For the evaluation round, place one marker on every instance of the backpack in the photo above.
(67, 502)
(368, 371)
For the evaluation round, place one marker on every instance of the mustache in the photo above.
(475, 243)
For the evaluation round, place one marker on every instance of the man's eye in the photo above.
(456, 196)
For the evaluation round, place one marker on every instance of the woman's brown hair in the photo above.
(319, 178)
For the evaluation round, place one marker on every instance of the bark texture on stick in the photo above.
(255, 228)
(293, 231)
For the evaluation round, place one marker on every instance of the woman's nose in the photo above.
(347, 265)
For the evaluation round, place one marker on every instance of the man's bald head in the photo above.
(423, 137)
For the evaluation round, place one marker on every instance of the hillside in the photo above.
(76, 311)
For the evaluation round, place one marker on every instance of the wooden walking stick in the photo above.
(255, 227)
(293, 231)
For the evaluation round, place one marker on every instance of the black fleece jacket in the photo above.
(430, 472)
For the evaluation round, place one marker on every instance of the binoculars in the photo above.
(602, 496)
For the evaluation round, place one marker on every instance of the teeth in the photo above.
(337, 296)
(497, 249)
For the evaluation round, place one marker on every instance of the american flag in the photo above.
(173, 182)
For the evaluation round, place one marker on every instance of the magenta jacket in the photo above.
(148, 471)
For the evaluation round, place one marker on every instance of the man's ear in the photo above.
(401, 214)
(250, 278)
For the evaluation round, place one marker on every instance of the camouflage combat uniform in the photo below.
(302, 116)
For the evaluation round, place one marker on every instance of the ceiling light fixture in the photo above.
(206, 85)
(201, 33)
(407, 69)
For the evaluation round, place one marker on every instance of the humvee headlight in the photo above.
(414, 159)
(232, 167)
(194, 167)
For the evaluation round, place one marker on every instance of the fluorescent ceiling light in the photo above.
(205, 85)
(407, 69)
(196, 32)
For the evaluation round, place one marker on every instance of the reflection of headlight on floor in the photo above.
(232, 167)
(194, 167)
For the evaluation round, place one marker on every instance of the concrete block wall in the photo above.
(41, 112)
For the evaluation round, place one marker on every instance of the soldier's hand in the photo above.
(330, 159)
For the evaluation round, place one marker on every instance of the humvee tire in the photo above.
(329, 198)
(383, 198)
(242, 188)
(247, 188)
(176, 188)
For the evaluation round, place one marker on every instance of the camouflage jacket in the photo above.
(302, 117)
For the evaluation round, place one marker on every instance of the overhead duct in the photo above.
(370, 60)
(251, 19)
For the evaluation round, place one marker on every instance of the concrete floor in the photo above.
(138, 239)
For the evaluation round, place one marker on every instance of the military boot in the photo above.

• • • •

# SET TASK
Return every record, word for word.

# ANSWER TO THIS TASK
For the evaluation round, place one marker on every instance of the backpack in the photo above.
(67, 502)
(368, 371)
For the evaluation round, place one marker on every instance of the mustache in the photo above.
(475, 243)
For the evaluation round, place one marker on every instance of the man's eye in the photo above.
(456, 196)
For the evaluation round, place one marker on every instance of the woman's brown hair in the photo above.
(319, 178)
For the evaluation round, place one marker on every instance of the bark texture on stick in the photo above.
(255, 228)
(293, 231)
For the evaluation round, place one marker on every instance of the woman's nose in the photo above.
(347, 265)
For the evaluation round, place one marker on every instance of the man's bald head in the photo above.
(423, 137)
For the evaluation round, place one marker on every instance of the hillside in the photo above.
(76, 311)
For the evaluation round, place one marker on every instance of the wooden walking stick in the photo above.
(255, 227)
(293, 231)
For the evaluation round, place one marker on every instance of the black fleece jacket in the photo above.
(430, 472)
For the evaluation round, place one marker on every instance of the binoculars in the photo above.
(602, 496)
For the evaluation round, place one marker on every instance of the teeth in the photo above.
(337, 296)
(497, 249)
For the evaluation round, place one marker on every instance of the american flag in the photo above.
(173, 182)
For the evaluation round, place one marker on every instance of the magenta jacket in the photo above.
(148, 471)
For the evaluation round, place one marker on every instance of the man's ear in the photo above.
(401, 214)
(250, 278)
For the evaluation round, place one marker on every instance of the camouflage combat uniform in the photo below.
(302, 116)
For the evaluation round, place one marker on every instance of the ceiling light fixture in the photo above.
(206, 85)
(201, 33)
(407, 69)
For the evaluation round, place one marker on every instance of the humvee headlight in the photo above.
(414, 159)
(232, 167)
(194, 167)
For the evaluation round, place one marker on every instance of the fluorescent ceiling light in the photo above.
(205, 85)
(407, 69)
(196, 32)
For the evaluation round, place one marker on every instance of the reflection of headlight on floor in the photo above.
(232, 167)
(194, 167)
For the evaluation round, place one marker on every instance of the concrete block wall in the photo above.
(41, 112)
For the evaluation round, place one marker on every instance of the soldier's hand in the photo above.
(330, 159)
For the evaluation round, place one marker on every instance of the humvee tire in the photo above.
(329, 198)
(383, 198)
(242, 188)
(247, 188)
(176, 188)
For the evaluation round, place one marker on every instance of the camouflage jacket in the photo above.
(302, 117)
For the evaluation round, place one marker on every instance of the overhead duct in the photo above.
(370, 60)
(251, 19)
For the evaluation round, place one marker on every instance of the concrete floor in the photo above.
(138, 239)
For the evaluation round, place one marker on every instance of the military boot in the photo above.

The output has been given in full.